__Stated problem__:
Reproduce the listing starting at the line containing "Q: Locate the distant" and ending at the final line, both included, with the requests unchanged. Multiply each x and y coordinate in the answer points by 1.9 and round to whole numbers, with halves rounded up, leaving the sample coordinates in the requests as they are.

Point labeling listing:

########

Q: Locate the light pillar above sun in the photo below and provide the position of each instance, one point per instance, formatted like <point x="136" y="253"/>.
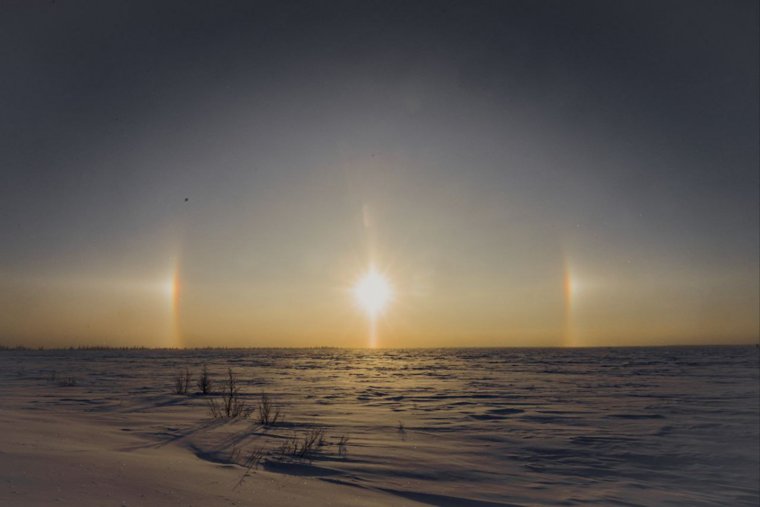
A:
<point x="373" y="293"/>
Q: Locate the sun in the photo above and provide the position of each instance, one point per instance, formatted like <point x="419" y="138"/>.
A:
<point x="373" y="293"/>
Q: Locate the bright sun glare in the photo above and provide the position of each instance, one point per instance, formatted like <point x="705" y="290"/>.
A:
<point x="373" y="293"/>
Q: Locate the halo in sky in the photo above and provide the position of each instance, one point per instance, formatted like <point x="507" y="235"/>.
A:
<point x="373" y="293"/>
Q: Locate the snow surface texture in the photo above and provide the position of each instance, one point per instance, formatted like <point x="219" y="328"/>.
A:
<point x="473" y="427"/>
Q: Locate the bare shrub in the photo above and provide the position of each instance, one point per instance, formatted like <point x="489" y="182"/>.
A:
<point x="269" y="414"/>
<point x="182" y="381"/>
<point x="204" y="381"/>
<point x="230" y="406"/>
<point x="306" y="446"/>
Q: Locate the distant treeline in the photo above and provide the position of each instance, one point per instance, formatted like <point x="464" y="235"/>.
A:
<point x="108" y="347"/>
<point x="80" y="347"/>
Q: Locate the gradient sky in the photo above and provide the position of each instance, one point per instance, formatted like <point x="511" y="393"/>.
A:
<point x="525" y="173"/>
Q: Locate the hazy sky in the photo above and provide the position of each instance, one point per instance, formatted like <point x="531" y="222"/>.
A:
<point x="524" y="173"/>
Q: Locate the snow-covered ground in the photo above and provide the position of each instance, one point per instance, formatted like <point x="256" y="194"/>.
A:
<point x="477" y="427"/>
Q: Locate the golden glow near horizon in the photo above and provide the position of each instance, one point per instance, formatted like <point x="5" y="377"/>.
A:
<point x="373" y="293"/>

########

__Result of the exercise__:
Q: Locate the distant treeline in the photo above and provide the position of each instance, one point per instance, formatted like <point x="464" y="235"/>.
A:
<point x="205" y="659"/>
<point x="152" y="659"/>
Q: Locate the gradient sky in the photo above and provide the position of each instance, one point per instance, formatted like <point x="511" y="393"/>.
A:
<point x="998" y="329"/>
Q: Locate the hazy sky in the photo above and provide the position of each instance, one point per instance, formatted like <point x="531" y="222"/>.
A:
<point x="996" y="329"/>
Q: Locate the snow-covered ground in the photo above and provide the position of each instance, one point per instance, formatted like <point x="256" y="194"/>.
A:
<point x="906" y="811"/>
Q: Locate the golden glow near horizon in the photo above and provide the position of each instance, one point per instance, formatted like <point x="5" y="377"/>.
A:
<point x="709" y="557"/>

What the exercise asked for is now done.